Rewrite the items from the very beginning through the line containing "positive clicks: (204, 158) (215, 138)", replacing "clicks" with "points" and keeping every other character the same.

(Dataset entries)
'''

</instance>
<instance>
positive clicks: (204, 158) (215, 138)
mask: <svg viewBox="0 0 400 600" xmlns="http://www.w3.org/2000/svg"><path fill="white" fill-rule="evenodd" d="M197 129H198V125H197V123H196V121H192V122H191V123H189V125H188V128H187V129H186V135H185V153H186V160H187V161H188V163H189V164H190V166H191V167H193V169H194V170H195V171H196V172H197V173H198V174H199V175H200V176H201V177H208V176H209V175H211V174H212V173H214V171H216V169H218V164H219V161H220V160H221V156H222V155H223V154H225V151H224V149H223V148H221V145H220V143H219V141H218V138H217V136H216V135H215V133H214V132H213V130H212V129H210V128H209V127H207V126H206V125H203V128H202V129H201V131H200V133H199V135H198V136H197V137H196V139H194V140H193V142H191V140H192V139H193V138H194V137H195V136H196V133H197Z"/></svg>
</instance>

'''

* **Response to the exercise**
</instance>
<instance>
positive points: (204, 158) (215, 138)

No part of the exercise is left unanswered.